__Reading passage__:
+++
This as-told-to essay is based on a conversation with Dominick DiBartolomeo, owner of the Cheese Store of Beverly Hills. It has been edited for length and clarity.
When I bought the Cheese Store of Beverly Hills, my goal was to honor its legacy while making it feel fresh and relevant.
The shop has been around since 1967 and already had decades of goodwill, but I wanted to create something familiar and new, so we added sandwiches, salads, cheese boards, and wines by the glass.
I didn’t expect the flood of teenagers.
My daughter is 16, and I like to say her generation arrived armed with Instagram. They started filming everything — and some of those videos went viral.
Suddenly, we had crowds of teens lining up for a place that had historically catered to adults, chefs, and longtime Beverly Hills locals. It completely changed the energy of the shop.
This year has been one of our toughest
People know our products are premium, but they don’t see how volatile the economics have become.
We import directly from Europe, mainly Italy. At the beginning of the year, tariffs were 10%, and we absorbed as much of that as we could. However, the Euro then jumped from around $1.04 to about $1.17 or $1.18 — a 13% swing. As a result, the same products suddenly cost 23% more before they even reach our shores.
Then there are the Chinese tariffs, which people rarely think about, but almost all takeout packaging comes from China. Between packaging tariffs and ingredient tariffs, some costs have risen 50%, 60%, and even 70%. When that happens across your entire supply chain, the math stops making sense.
We tried everything before raising prices, from asking suppliers to share some of the tariff load to switching products, and eventually accepting lower margins. However, at a certain point, you can’t absorb the costs.
Our sales are up this year, but our margins are down because our costs are so much higher. That’s the reality for a lot of small specialty food businesses right now.
Our customers are still buying, but the middle is getting squeezed. The under-$25 customer remains rock solid, and diners spending $100 or more are also doing fine. It’s the middle that’s struggling, and that’s where a lot of restaurants and gifting budgets live.
The next generation is extending the life cycle of my business
When we moved into our new location a couple of years back, I knew I had to take care of the older clientele who built this brand — but I also believed that if the shop didn’t evolve, it would die.
Adding sandwiches and salads wasn’t just about giving people something to eat while they browsed. It was a way to create a full experience. While customers wait for their sandwiches, they can try different cheeses in line. The whole place feels alive.
Then the influencers started showing up.
I didn’t know who most of them were — I had to ask my daughter who people were after they left — but our Instagram following grew from 6,000 to around 280,000 in about a year and a half.
People now walk in and say, “I came here because you showed up on my feed.” We even had a couple from Australia tell us this was their first stop off the plane for their honeymoon because we popped up on their TikTok feed.
The most exciting part is that the virality around the sandwiches has turned into virality around the cheese, too. Because of the way our line bends through the store, people waiting for sandwiches are sampling cheeses the whole time — and they film that. Now, young customers come in for a buzzy sandwich, discover a type of cheese they’ve never tried, and suddenly they’re coming back for parties, holidays, or simply because they want something special.
+++
[Data items]

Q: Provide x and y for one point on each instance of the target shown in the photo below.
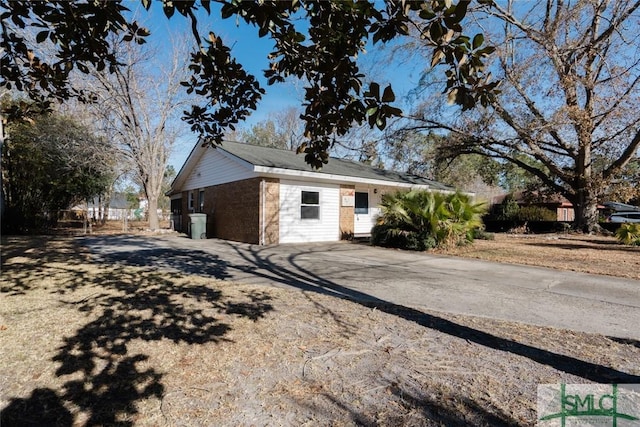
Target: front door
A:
(362, 223)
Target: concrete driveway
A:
(387, 277)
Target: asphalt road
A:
(377, 276)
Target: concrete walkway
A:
(538, 296)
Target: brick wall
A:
(347, 213)
(233, 211)
(272, 211)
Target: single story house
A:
(264, 196)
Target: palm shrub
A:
(420, 220)
(629, 234)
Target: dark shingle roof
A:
(285, 159)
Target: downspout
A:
(263, 215)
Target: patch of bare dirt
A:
(573, 252)
(94, 344)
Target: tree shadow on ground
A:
(297, 276)
(104, 378)
(602, 246)
(466, 411)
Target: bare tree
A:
(570, 73)
(138, 106)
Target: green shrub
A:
(629, 234)
(508, 209)
(535, 213)
(420, 220)
(481, 234)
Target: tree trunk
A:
(586, 211)
(152, 206)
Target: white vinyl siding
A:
(215, 168)
(295, 229)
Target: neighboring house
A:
(559, 204)
(264, 195)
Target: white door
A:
(362, 222)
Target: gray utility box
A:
(198, 226)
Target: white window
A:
(310, 205)
(201, 201)
(191, 197)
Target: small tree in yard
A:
(421, 220)
(50, 163)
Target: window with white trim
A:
(310, 205)
(191, 200)
(201, 201)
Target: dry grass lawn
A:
(91, 344)
(573, 252)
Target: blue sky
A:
(251, 51)
(248, 49)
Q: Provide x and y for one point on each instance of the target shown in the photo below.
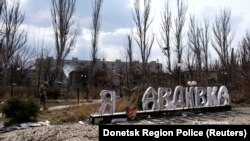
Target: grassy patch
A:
(77, 113)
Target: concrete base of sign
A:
(107, 118)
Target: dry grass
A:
(79, 113)
(71, 114)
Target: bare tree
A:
(204, 43)
(204, 39)
(189, 62)
(129, 52)
(244, 67)
(194, 41)
(166, 25)
(96, 25)
(12, 37)
(142, 38)
(62, 12)
(178, 32)
(222, 38)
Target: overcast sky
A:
(117, 22)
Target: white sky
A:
(117, 22)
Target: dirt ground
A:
(88, 132)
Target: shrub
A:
(53, 92)
(19, 110)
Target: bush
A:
(19, 110)
(53, 92)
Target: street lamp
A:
(179, 66)
(120, 81)
(84, 76)
(11, 75)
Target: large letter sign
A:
(149, 97)
(189, 97)
(164, 99)
(108, 99)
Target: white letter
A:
(105, 132)
(164, 94)
(223, 95)
(178, 93)
(108, 98)
(150, 96)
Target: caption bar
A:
(162, 132)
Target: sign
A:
(167, 99)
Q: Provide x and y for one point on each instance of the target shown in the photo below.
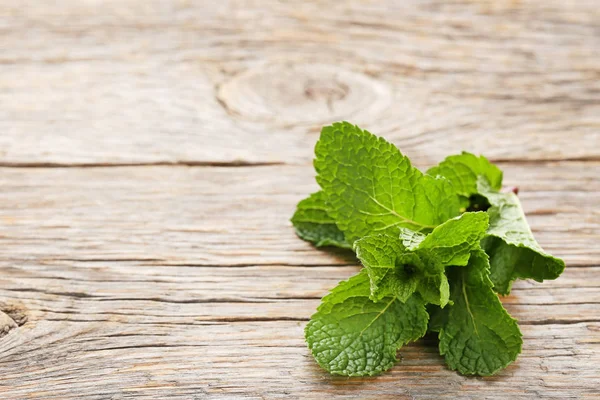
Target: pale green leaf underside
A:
(372, 188)
(513, 251)
(477, 336)
(463, 170)
(352, 335)
(312, 223)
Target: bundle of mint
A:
(436, 248)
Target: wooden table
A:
(153, 151)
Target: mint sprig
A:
(432, 262)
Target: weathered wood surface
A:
(124, 276)
(130, 81)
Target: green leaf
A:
(352, 335)
(513, 251)
(478, 336)
(463, 170)
(415, 262)
(312, 223)
(372, 188)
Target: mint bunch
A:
(436, 248)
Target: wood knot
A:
(299, 94)
(11, 317)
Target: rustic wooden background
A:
(152, 152)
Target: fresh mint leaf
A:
(434, 247)
(463, 170)
(371, 188)
(513, 251)
(414, 262)
(477, 335)
(312, 223)
(354, 336)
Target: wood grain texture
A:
(158, 261)
(251, 82)
(189, 281)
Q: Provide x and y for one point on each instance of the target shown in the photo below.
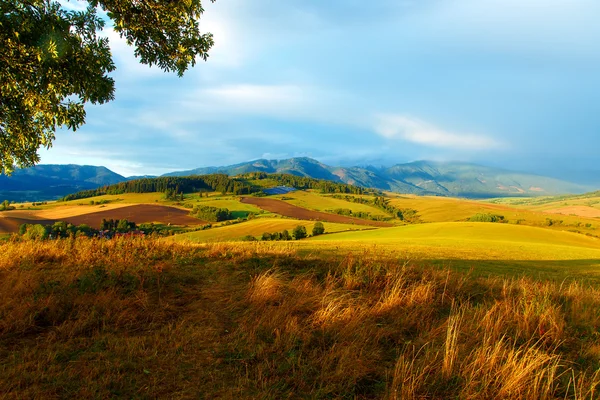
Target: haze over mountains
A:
(46, 182)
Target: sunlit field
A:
(143, 318)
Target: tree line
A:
(171, 184)
(175, 186)
(304, 182)
(403, 214)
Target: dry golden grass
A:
(140, 318)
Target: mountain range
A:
(420, 177)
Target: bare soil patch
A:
(137, 213)
(292, 211)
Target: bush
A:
(318, 228)
(299, 232)
(487, 217)
(212, 214)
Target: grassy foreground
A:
(141, 318)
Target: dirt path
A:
(292, 211)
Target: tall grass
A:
(141, 318)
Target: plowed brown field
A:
(136, 213)
(290, 210)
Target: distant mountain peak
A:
(445, 178)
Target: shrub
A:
(487, 217)
(299, 232)
(318, 228)
(212, 214)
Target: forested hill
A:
(49, 182)
(420, 177)
(242, 184)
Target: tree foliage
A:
(53, 61)
(318, 228)
(299, 232)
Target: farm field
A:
(256, 228)
(486, 248)
(292, 211)
(233, 204)
(445, 209)
(140, 213)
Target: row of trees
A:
(5, 206)
(173, 185)
(212, 214)
(403, 214)
(487, 217)
(108, 228)
(358, 214)
(298, 233)
(303, 182)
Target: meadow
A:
(143, 318)
(256, 228)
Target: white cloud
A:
(424, 133)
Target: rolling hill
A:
(49, 182)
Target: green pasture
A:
(487, 248)
(256, 228)
(237, 208)
(447, 209)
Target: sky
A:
(505, 83)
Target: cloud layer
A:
(504, 82)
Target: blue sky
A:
(509, 83)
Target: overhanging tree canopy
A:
(53, 61)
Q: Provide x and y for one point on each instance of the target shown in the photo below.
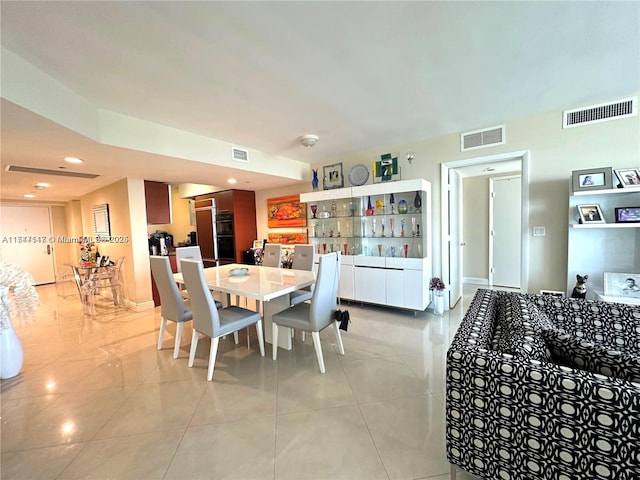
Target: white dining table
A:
(270, 285)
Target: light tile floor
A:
(95, 399)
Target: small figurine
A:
(580, 290)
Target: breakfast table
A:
(270, 285)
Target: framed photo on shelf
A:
(629, 177)
(553, 293)
(622, 284)
(590, 214)
(628, 215)
(592, 179)
(332, 176)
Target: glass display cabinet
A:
(383, 232)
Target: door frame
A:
(524, 155)
(492, 218)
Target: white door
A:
(26, 240)
(504, 231)
(455, 237)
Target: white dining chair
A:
(209, 320)
(316, 315)
(303, 258)
(173, 306)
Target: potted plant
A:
(437, 286)
(18, 285)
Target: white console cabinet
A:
(383, 232)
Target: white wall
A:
(554, 154)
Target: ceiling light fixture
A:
(309, 140)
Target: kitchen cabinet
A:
(384, 234)
(241, 204)
(157, 197)
(596, 248)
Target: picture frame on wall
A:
(332, 176)
(590, 214)
(592, 179)
(628, 177)
(627, 214)
(622, 284)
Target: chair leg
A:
(163, 326)
(176, 347)
(274, 340)
(260, 336)
(316, 344)
(338, 338)
(212, 358)
(194, 346)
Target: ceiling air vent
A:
(44, 171)
(240, 154)
(602, 112)
(482, 138)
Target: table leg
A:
(284, 333)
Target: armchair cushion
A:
(586, 355)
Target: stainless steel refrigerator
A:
(207, 235)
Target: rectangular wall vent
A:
(240, 154)
(482, 138)
(627, 107)
(44, 171)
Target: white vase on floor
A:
(11, 353)
(438, 302)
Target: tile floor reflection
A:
(95, 399)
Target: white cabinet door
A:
(416, 291)
(370, 285)
(395, 287)
(345, 288)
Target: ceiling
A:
(360, 75)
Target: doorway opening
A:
(453, 243)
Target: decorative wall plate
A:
(358, 175)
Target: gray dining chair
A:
(272, 255)
(211, 321)
(173, 306)
(316, 315)
(303, 258)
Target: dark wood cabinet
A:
(154, 289)
(242, 204)
(157, 197)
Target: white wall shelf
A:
(388, 266)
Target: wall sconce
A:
(410, 157)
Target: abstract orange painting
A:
(288, 238)
(286, 212)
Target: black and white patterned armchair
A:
(544, 388)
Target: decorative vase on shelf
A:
(417, 202)
(438, 302)
(11, 353)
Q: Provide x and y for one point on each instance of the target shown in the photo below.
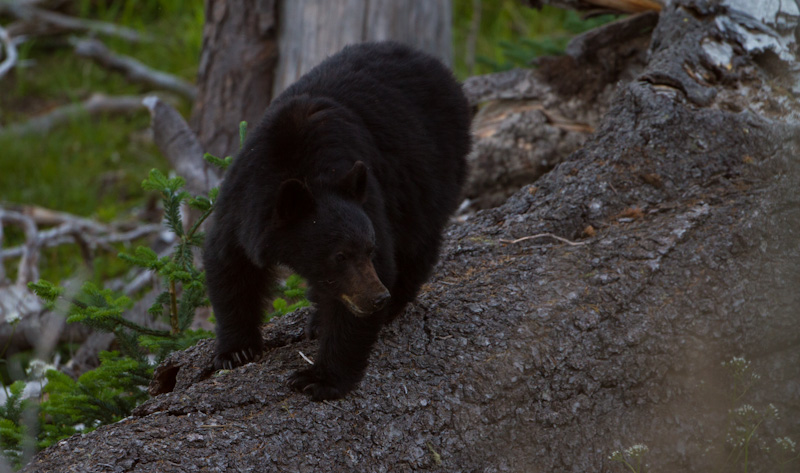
+++
__Directions__:
1. Restate the portion of the essay on the Cheese Store of Beverly Hills starting at "We tried everything" and ending at "gifting budgets live.", changing "margins" to "profit margins" throughout.
2. Indicate whether each statement agrees with the essay on the Cheese Store of Beverly Hills, answering yes or no and quoting the deciding words. (a) The shop has existed since 1967. (b) The store's Instagram following reached about 280,000 over roughly three years. (c) The store's sales declined this year.

__Responses by task__:
1.
We tried everything before raising prices, from asking suppliers to share some of the tariff load to switching products, and eventually accepting lower profit margins. However, at a certain point, you can’t absorb the costs.
Our sales are up this year, but our profit margins are down because our costs are so much higher. That’s the reality for a lot of small specialty food businesses right now.
Our customers are still buying, but the middle is getting squeezed. The under-$25 customer remains rock solid, and diners spending $100 or more are also doing fine. It’s the middle that’s struggling, and that’s where a lot of restaurants and gifting budgets live.

2.
(a) Yes: "The shop has been around since 1967"
(b) No: "our Instagram following grew from 6,000 to around 280,000 in about a year and a half"
(c) No: "Our sales are up this year, but our margins are down"